• [SET PROBLEM]:
Rewrite the entries from the line with "Task: locate the paisley" to the line with "<point>653,218</point>", both included, as a numbered list with blank lines left out.
* Start RECORDED INFORMATION *
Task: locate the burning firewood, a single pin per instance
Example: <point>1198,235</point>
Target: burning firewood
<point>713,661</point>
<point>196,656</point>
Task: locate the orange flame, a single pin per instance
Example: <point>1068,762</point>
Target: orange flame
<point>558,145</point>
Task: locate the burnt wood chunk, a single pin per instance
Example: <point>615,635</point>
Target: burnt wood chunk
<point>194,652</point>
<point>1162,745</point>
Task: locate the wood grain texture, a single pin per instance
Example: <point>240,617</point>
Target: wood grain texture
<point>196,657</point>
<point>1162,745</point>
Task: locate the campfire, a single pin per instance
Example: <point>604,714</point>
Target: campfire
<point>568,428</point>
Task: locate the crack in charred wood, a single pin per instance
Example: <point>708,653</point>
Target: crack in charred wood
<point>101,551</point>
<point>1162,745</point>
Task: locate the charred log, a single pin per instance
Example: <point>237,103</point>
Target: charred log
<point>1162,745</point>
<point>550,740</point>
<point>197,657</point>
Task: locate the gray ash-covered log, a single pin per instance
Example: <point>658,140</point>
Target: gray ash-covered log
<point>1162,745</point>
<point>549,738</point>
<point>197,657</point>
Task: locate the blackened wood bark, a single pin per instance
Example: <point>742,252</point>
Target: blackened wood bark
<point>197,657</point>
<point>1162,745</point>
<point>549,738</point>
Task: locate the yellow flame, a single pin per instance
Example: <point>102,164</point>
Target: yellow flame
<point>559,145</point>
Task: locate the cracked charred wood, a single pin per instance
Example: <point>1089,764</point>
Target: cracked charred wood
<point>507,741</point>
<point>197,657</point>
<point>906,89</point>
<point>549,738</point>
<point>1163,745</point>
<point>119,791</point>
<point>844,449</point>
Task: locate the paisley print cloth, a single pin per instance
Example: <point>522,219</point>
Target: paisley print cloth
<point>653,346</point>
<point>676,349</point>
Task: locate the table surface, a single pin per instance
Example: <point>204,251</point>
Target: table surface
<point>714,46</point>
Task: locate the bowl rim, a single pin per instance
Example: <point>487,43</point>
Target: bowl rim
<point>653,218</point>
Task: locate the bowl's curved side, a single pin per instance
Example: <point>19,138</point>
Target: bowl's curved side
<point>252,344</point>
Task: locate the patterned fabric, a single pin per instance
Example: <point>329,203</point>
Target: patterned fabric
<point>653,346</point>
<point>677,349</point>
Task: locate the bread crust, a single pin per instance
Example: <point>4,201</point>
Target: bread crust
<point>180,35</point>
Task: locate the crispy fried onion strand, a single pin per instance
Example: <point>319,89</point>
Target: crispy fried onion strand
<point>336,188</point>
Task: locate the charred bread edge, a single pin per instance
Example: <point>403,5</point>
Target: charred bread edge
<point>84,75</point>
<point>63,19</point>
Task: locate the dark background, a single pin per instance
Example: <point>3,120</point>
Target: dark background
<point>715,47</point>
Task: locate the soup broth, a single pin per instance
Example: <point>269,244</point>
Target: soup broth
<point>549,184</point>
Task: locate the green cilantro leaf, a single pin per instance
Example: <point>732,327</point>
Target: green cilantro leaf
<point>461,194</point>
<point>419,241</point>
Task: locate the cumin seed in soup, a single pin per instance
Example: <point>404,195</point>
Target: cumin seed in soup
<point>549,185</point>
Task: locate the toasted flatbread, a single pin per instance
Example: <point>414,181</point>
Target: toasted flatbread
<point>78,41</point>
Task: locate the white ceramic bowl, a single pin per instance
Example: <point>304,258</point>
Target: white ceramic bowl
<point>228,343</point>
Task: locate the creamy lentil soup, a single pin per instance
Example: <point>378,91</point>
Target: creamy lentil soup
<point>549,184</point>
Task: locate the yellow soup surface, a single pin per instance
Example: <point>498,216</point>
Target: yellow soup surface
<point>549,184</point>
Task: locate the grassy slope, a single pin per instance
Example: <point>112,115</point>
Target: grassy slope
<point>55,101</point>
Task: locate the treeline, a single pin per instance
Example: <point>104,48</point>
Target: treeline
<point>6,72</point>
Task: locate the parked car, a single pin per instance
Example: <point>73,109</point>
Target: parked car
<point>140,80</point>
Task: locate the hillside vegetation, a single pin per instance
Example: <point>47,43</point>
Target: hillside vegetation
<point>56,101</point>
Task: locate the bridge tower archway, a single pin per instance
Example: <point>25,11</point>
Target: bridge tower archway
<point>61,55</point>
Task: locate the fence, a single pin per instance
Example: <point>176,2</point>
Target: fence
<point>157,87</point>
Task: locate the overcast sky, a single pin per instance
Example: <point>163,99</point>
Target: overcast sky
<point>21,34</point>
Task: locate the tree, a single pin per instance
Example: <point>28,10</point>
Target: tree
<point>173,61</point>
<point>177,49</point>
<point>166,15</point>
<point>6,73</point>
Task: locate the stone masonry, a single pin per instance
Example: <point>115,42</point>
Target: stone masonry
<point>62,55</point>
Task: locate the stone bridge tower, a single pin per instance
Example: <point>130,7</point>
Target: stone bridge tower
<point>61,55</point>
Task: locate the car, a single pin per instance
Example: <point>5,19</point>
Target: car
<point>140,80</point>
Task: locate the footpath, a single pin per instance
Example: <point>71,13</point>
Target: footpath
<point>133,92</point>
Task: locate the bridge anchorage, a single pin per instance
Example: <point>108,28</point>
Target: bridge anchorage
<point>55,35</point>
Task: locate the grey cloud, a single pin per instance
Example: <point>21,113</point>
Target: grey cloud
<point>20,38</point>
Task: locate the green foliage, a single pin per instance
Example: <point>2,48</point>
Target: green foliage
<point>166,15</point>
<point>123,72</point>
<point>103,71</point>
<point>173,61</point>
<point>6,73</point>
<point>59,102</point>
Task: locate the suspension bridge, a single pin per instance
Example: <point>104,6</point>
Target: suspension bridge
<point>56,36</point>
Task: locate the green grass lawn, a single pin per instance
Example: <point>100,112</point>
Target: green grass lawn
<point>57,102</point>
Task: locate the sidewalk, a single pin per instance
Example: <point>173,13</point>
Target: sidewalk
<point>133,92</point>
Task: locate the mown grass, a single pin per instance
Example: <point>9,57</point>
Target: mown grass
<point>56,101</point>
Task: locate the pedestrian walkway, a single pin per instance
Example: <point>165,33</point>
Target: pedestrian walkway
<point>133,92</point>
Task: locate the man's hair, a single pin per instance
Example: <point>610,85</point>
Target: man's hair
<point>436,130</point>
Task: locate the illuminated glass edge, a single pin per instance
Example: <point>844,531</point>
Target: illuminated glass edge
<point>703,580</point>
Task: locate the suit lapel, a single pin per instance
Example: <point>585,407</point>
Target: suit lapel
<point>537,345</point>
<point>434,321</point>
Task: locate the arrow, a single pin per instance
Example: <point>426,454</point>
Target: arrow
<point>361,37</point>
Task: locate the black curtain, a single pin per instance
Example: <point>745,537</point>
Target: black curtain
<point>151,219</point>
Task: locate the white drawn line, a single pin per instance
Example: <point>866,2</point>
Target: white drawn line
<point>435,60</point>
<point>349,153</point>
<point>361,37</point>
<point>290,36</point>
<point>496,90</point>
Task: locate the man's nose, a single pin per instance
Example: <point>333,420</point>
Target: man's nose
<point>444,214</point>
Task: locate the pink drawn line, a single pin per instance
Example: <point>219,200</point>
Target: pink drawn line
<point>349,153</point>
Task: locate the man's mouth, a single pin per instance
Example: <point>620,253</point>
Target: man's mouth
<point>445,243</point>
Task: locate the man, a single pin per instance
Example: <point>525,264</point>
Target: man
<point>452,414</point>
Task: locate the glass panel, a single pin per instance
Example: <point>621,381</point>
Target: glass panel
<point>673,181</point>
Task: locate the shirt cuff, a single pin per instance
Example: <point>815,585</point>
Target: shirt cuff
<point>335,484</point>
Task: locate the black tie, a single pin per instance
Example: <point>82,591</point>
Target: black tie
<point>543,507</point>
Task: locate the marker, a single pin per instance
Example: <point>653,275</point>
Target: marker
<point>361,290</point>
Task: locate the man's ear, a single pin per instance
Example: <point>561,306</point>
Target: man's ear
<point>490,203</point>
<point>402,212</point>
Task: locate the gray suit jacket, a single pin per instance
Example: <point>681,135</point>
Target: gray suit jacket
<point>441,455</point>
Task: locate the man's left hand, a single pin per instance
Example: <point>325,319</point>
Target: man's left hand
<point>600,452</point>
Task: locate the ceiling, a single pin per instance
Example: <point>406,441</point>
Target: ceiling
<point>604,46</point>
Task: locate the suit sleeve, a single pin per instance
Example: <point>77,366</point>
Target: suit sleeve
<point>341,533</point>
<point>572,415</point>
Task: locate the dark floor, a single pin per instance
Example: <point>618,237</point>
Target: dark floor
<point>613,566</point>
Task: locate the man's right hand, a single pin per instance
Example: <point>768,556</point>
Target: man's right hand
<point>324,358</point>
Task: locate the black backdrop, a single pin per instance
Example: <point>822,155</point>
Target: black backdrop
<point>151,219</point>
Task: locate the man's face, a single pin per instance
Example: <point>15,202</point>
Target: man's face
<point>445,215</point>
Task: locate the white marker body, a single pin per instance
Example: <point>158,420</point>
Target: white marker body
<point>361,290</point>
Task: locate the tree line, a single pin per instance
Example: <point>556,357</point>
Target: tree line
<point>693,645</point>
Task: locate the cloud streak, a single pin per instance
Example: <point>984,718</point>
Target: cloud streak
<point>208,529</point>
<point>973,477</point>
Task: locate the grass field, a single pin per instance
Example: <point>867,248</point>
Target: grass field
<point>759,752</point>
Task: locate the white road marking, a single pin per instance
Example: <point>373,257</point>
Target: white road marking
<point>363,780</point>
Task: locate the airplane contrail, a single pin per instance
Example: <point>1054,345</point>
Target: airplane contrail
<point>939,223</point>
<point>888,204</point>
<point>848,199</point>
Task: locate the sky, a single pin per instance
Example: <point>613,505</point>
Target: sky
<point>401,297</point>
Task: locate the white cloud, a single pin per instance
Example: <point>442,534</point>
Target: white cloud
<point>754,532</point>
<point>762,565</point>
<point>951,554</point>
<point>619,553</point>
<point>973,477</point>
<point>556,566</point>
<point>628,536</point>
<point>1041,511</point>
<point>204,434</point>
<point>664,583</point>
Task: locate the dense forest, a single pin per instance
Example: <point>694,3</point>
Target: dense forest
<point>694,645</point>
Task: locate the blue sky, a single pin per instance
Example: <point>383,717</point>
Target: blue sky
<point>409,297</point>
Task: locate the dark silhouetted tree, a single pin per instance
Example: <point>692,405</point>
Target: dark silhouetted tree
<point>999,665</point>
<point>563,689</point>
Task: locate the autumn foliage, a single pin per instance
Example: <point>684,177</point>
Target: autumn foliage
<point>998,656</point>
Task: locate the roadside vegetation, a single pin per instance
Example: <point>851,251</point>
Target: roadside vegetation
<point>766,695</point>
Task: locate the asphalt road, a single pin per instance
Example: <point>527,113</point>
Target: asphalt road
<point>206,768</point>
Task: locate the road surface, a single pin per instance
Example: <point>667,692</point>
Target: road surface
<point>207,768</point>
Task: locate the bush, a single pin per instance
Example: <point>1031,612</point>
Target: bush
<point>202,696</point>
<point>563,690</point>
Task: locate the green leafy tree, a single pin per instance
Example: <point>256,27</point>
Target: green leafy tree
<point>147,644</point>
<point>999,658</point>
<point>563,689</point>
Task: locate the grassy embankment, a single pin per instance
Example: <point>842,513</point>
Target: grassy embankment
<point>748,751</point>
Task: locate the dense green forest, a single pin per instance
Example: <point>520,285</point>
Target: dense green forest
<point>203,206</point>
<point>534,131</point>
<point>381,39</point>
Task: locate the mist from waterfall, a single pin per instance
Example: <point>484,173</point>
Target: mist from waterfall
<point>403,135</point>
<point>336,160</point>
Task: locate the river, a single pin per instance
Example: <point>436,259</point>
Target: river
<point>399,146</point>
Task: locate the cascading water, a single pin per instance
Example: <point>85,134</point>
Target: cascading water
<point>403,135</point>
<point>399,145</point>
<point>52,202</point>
* End RECORDED INFORMATION *
• [RESULT OF THE TASK]:
1. Task: locate the paisley print cloth, a single pin per instance
2. Example: <point>522,219</point>
3. Target: paisley print cloth
4. <point>653,346</point>
5. <point>676,349</point>
6. Task: locate the table surface, a single pin per instance
7. Example: <point>204,251</point>
8. Target: table surface
9. <point>714,46</point>
10. Task: locate the bowl rim, a single pin per instance
11. Example: <point>487,43</point>
12. Target: bowl rim
13. <point>653,218</point>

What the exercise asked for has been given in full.